▶ STORED DATA
----
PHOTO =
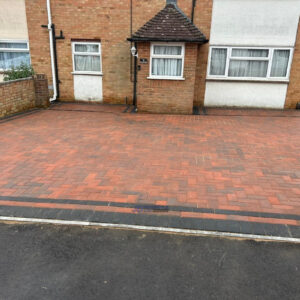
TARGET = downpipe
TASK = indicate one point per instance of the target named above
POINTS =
(50, 29)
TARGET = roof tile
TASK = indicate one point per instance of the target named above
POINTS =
(169, 25)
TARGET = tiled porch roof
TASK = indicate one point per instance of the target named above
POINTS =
(169, 25)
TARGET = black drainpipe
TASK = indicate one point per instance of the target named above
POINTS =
(60, 37)
(193, 10)
(135, 80)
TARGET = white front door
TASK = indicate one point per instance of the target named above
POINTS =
(87, 71)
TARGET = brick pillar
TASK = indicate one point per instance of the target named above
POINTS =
(293, 93)
(41, 90)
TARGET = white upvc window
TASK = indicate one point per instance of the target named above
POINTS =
(13, 53)
(249, 63)
(167, 61)
(87, 58)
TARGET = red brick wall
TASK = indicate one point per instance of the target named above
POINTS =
(108, 20)
(23, 94)
(293, 94)
(16, 96)
(167, 96)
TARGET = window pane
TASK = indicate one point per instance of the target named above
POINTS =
(86, 48)
(13, 59)
(87, 63)
(218, 61)
(280, 63)
(167, 50)
(166, 67)
(14, 45)
(250, 53)
(248, 68)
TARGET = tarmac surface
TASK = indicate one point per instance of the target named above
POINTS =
(60, 262)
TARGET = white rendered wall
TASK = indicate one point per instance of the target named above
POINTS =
(255, 22)
(88, 87)
(13, 23)
(244, 94)
(251, 23)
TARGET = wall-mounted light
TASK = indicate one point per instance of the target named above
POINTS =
(134, 51)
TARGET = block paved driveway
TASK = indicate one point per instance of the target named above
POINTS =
(238, 166)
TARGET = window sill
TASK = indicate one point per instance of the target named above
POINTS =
(262, 80)
(87, 73)
(165, 78)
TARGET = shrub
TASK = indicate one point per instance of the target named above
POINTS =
(23, 71)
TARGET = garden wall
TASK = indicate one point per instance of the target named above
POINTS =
(23, 94)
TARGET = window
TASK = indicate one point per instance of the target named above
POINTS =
(13, 54)
(167, 61)
(87, 58)
(249, 63)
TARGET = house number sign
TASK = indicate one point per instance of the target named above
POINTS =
(143, 60)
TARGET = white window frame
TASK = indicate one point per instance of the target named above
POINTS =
(152, 55)
(24, 50)
(269, 59)
(99, 53)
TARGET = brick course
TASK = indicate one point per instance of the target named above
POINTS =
(293, 94)
(23, 94)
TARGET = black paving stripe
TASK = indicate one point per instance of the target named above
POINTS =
(152, 207)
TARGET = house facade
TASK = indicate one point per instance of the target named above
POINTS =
(243, 53)
(14, 45)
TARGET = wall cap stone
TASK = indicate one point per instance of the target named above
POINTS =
(17, 80)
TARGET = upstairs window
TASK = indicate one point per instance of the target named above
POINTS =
(13, 54)
(167, 61)
(249, 63)
(87, 57)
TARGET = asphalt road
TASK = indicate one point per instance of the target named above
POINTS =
(58, 262)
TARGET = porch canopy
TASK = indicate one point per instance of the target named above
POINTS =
(169, 25)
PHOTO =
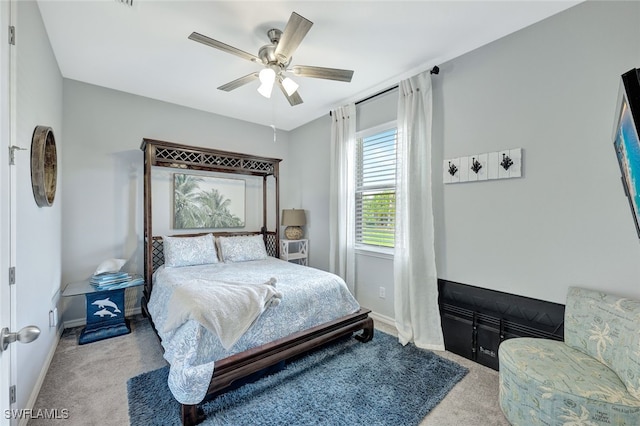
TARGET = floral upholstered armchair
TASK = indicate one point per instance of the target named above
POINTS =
(592, 378)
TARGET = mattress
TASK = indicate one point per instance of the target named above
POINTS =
(310, 297)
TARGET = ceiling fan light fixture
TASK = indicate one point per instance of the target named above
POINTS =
(290, 86)
(267, 77)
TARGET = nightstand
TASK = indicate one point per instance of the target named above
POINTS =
(296, 251)
(105, 311)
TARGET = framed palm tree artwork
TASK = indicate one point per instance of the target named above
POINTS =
(208, 202)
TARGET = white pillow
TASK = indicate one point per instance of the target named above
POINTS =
(242, 248)
(187, 251)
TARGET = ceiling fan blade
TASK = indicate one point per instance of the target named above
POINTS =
(296, 29)
(320, 72)
(222, 46)
(294, 99)
(239, 82)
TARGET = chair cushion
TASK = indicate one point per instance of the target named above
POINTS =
(606, 327)
(547, 382)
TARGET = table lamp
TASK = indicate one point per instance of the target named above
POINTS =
(293, 219)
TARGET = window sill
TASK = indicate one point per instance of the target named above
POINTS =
(380, 252)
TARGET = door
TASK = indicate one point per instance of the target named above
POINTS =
(5, 234)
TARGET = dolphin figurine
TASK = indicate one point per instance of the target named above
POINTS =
(104, 312)
(106, 302)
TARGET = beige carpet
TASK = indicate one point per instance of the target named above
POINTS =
(90, 381)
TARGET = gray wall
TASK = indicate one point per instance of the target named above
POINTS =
(38, 230)
(549, 89)
(102, 216)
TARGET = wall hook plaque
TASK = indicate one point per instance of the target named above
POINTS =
(506, 162)
(475, 165)
(452, 169)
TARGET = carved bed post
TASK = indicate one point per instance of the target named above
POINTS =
(276, 176)
(148, 225)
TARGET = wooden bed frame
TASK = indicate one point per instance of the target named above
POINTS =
(238, 366)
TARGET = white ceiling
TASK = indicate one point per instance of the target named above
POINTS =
(143, 49)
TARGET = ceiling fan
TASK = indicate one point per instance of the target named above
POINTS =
(276, 58)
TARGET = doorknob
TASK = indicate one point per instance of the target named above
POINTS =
(27, 335)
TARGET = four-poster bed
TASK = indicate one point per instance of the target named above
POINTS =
(239, 365)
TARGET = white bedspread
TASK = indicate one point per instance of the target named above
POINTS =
(225, 308)
(309, 297)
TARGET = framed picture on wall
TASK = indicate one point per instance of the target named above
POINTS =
(626, 140)
(208, 202)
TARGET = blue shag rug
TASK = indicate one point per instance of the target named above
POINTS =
(346, 383)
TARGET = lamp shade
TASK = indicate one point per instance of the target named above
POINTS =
(293, 217)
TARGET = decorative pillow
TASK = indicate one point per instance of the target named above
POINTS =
(242, 248)
(186, 251)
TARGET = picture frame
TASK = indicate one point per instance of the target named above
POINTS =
(207, 202)
(626, 140)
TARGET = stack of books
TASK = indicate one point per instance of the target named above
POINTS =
(114, 280)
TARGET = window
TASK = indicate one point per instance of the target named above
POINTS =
(375, 206)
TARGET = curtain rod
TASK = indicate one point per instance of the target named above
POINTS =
(434, 70)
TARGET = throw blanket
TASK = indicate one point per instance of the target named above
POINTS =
(225, 308)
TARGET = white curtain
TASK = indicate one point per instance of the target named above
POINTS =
(342, 193)
(415, 279)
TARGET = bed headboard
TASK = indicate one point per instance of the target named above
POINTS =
(270, 243)
(184, 157)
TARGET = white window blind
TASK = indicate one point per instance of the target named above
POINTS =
(376, 189)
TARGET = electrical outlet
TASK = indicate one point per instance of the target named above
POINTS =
(53, 317)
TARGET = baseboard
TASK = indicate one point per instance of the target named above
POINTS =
(43, 373)
(80, 322)
(383, 319)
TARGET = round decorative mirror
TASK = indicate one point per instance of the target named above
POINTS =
(44, 166)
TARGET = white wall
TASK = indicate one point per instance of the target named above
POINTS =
(102, 216)
(38, 230)
(551, 90)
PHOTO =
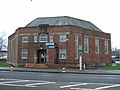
----
Working down from the line with "TARGET = electrical outlet", copy each line exactly until the last line of the entries, which is also included. Omit the pictures.

TARGET = electrical outlet
TASK = indicate one point per instance of the target named above
POINTS =
(53, 317)
TARGET = baseboard
TASK = indicate one point per instance of the target named above
POINTS =
(43, 373)
(80, 322)
(383, 319)
TARGET = round decorative mirror
TASK = indicate one point per instance of the target named above
POINTS =
(44, 166)
TARGET = white wall
TASK = indicate one point per instance of the target named above
POINTS =
(102, 216)
(38, 230)
(551, 90)
PHOTO =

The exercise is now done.